#### [WHAT IS NEEDED]
Please repeat the listing below in its entirety, exactly.

*** RAW DATA ***

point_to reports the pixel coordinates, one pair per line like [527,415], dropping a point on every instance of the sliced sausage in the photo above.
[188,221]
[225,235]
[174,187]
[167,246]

*** End of RAW DATA ***

#### [TASK RESULT]
point_to reports the pixel coordinates, one pair per line like [527,415], dropping a point on every instance of the sliced sausage in the photo above.
[188,221]
[225,235]
[174,187]
[167,246]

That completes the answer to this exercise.